───── Data provided

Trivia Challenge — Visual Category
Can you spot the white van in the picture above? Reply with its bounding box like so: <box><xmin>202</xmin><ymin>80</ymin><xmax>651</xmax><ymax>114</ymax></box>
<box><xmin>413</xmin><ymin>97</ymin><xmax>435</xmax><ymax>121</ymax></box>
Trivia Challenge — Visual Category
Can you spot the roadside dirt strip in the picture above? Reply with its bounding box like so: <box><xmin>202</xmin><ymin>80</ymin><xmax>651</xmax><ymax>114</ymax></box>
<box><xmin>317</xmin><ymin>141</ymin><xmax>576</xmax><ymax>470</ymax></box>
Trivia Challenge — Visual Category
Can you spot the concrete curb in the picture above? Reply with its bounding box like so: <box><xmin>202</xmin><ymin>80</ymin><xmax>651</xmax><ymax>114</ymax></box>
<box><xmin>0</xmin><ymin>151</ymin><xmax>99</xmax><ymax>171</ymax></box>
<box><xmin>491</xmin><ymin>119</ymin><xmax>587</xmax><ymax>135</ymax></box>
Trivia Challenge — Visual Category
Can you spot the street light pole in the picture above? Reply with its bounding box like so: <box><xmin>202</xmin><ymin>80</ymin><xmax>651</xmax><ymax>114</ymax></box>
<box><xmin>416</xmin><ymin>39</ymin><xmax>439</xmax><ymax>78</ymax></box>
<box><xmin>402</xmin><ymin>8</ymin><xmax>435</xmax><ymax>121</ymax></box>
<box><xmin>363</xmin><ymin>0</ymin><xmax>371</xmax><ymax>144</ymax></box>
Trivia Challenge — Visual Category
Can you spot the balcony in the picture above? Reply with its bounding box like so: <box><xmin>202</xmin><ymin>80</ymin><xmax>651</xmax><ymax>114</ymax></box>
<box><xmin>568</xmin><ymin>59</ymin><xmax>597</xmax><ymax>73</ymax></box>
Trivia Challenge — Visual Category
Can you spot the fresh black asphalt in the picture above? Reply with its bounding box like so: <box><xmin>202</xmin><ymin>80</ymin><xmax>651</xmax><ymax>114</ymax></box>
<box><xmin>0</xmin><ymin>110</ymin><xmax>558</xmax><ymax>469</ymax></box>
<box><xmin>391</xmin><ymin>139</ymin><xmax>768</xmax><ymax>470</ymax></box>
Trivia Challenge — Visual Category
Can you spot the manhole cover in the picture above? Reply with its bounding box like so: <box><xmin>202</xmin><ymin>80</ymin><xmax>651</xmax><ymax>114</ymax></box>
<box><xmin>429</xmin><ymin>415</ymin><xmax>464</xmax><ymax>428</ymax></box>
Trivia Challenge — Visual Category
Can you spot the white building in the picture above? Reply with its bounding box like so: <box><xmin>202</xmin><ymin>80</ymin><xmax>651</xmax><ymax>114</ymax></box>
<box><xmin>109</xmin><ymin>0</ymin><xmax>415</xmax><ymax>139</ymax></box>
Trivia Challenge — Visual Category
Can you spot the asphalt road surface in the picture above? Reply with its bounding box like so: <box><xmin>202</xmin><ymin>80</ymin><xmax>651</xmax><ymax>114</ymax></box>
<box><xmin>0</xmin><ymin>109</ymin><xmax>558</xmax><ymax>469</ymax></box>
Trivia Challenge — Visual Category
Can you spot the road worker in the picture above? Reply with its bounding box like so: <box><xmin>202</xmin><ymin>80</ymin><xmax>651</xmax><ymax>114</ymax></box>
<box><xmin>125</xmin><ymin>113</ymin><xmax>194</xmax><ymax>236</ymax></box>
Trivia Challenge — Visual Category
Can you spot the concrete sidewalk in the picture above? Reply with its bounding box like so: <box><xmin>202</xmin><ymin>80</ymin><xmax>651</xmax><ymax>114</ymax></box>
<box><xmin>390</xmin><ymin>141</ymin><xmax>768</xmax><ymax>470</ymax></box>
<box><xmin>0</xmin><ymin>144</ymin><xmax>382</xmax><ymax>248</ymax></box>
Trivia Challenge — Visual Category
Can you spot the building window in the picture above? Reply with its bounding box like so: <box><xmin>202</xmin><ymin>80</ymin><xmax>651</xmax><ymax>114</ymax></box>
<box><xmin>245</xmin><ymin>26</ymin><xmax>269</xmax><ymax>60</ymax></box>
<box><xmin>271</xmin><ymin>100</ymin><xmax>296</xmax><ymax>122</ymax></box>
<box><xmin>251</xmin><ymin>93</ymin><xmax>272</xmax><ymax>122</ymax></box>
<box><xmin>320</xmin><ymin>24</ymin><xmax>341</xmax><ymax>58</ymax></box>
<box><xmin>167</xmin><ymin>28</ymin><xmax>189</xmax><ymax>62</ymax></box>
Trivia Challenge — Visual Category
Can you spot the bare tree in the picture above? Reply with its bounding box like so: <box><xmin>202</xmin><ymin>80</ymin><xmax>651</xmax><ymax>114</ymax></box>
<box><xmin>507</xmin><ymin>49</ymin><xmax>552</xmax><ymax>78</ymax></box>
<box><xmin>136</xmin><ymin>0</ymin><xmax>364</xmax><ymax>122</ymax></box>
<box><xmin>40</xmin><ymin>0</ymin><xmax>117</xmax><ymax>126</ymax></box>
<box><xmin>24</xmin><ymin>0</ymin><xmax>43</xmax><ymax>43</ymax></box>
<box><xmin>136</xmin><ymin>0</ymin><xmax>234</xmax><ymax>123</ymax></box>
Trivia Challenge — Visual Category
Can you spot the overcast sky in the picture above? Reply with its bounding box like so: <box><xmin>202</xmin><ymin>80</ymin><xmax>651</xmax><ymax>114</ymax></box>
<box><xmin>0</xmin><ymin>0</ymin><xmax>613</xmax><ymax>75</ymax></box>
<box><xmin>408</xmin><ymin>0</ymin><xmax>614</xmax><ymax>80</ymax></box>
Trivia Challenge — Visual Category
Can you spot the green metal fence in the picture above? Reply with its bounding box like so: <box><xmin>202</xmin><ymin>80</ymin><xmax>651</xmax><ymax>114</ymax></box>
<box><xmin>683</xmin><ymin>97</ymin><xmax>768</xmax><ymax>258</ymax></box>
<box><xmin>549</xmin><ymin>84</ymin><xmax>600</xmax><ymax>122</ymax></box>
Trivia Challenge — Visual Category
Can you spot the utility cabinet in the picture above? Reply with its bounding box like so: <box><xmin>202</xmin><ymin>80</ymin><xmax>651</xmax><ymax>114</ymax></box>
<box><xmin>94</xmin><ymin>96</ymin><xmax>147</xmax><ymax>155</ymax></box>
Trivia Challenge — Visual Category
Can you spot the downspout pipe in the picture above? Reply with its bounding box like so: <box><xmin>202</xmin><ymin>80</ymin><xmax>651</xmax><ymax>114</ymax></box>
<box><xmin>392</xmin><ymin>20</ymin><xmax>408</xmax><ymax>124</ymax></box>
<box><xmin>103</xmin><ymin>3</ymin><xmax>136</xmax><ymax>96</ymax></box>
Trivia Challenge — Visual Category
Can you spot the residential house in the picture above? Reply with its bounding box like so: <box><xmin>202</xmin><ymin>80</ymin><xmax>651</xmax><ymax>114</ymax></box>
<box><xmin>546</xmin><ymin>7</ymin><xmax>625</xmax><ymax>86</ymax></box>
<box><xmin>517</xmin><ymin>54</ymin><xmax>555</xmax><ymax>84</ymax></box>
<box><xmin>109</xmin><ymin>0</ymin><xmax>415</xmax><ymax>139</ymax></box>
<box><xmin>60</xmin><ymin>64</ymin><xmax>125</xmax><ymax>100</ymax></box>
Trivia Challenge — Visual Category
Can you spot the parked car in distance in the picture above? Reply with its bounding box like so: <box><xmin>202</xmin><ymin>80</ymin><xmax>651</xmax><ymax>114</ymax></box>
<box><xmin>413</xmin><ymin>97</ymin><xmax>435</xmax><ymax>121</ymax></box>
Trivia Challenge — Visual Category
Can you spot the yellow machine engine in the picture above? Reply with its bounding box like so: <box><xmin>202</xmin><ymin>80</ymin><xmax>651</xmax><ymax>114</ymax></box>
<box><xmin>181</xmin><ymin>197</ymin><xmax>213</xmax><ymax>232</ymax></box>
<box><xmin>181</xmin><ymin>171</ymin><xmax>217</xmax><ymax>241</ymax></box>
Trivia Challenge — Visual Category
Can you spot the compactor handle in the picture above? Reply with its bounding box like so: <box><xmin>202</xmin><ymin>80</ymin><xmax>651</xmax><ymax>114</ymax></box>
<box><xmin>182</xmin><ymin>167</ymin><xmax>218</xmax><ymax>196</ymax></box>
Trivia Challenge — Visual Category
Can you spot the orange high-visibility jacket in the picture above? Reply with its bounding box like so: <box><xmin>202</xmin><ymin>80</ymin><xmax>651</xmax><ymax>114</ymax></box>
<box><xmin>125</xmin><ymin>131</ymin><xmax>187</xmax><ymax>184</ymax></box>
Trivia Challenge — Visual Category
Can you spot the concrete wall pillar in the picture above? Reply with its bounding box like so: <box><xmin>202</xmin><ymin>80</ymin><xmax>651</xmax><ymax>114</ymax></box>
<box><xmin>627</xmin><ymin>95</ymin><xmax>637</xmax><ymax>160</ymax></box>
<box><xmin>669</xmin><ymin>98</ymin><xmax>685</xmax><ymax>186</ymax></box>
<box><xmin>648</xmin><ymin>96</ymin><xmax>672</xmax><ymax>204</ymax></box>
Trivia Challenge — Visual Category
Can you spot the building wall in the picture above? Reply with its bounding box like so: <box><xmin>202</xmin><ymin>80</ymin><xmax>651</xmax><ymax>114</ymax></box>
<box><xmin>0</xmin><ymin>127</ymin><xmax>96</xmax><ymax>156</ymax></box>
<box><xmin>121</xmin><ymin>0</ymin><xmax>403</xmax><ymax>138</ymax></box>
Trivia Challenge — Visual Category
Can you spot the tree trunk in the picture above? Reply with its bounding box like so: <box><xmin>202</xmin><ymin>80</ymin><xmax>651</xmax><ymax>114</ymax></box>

──────────

__Required task__: Give the stretch of the records from the start through the line containing "Can you spot the white van" as a numbered list, leaving out blank lines. Include both ends.

__Answer for the task__:
1. Trivia Challenge — Visual Category
2. Can you spot the white van in the picture above? Reply with its bounding box like so: <box><xmin>202</xmin><ymin>80</ymin><xmax>651</xmax><ymax>114</ymax></box>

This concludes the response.